Aim of the exercise:
From the fragile X study text, reproduce the passage that starts at "The overall goal" and ends after "in those tasks.".

Excerpted text:
__________________________________________________

Conducted at Stanford University, the study is seeking to enroll approximately 15 males with fragile X, ages 18 to 30. For more information or to participate, send an email to the research coordinator, Pavithra Mukunda, at [email protected] or call (650) 497-2578.
The overall goal of the study (NCT04314856) is to predict function impairment based on the relationships between brain biology and behavior. The investigators will compare sigma-1 receptor (S1R) density in brain regions known to be involved in cognition and executive functioning — which allows people to plan, organize, and complete tasks — to regions not involved in those tasks.
S1R is widely distributed throughout the brain and is thought to play a critical role in cognition, learning, and memory. It has recently gained interest as a potential new target for neuroprotective therapies.
The study is divided into two primary aims. The first is to determine how reliably an S1R-specific imaging agent, called 18F-FTC-146 and used in positron-emission tomography (PET) scanning, gets absorbed into the brain. This will be tested in five healthy adults to establish a baseline measure of S1R density and to understand how uptake differs by brain region.
The second aim is to characterize S1R density in the brain of young adult males with fragile X, for later comparison to healthy volunteers.
Participants will be screened over the phone to determine their eligibility. Go here for more on inclusion criteria. Those enrolled will then spend two days at Stanford and will have one final follow-up by phone at the study’s end.
During the in-person portion, participants will undergo a cognitive and behavioral evaluation, and undergo a PET/MRI scan. The researchers also will collect saliva and blood samples.
Parents of study participants will be asked to complete an online survey. The study team will arrange for travel and accommodations, and will cover those costs.
Notably, this trial represents the first use of PET to image S1R density in individuals with fragile X and to test whether S1R density differs between their brains and those of healthy controls, according to the scientists.
Should this strategy prove effective, it may constitute a useful new tool for understanding the brain processes associated with cognitive impairment in fragile X, they said.

__________________________________________________

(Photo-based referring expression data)
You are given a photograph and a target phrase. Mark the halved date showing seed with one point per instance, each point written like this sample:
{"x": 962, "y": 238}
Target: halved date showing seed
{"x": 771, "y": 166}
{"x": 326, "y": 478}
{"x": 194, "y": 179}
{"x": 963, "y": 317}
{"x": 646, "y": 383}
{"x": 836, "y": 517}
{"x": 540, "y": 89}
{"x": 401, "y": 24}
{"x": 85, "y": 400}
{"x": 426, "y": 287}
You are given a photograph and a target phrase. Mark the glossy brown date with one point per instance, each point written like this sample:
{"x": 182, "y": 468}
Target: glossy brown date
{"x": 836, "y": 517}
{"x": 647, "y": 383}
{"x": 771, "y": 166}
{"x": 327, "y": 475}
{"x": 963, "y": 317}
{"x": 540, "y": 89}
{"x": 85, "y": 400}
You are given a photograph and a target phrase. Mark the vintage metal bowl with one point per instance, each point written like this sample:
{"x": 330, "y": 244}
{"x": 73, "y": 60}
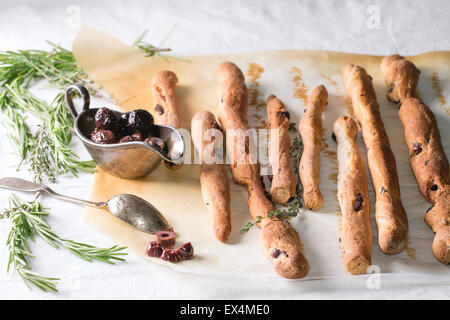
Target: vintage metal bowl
{"x": 129, "y": 160}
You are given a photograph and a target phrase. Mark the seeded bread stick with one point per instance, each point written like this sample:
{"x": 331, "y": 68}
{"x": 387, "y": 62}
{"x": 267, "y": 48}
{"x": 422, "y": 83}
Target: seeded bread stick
{"x": 353, "y": 195}
{"x": 213, "y": 177}
{"x": 390, "y": 215}
{"x": 164, "y": 97}
{"x": 283, "y": 182}
{"x": 426, "y": 153}
{"x": 311, "y": 131}
{"x": 281, "y": 243}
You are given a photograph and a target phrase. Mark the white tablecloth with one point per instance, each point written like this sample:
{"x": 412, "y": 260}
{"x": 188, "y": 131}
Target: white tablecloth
{"x": 405, "y": 27}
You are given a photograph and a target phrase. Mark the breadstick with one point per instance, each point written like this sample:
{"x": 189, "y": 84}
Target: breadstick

__________________________________________________

Task output:
The overall goal of the study (NCT04314856) is to predict function impairment based on the relationships between brain biology and behavior. The investigators will compare sigma-1 receptor (S1R) density in brain regions known to be involved in cognition and executive functioning — which allows people to plan, organize, and complete tasks — to regions not involved in those tasks.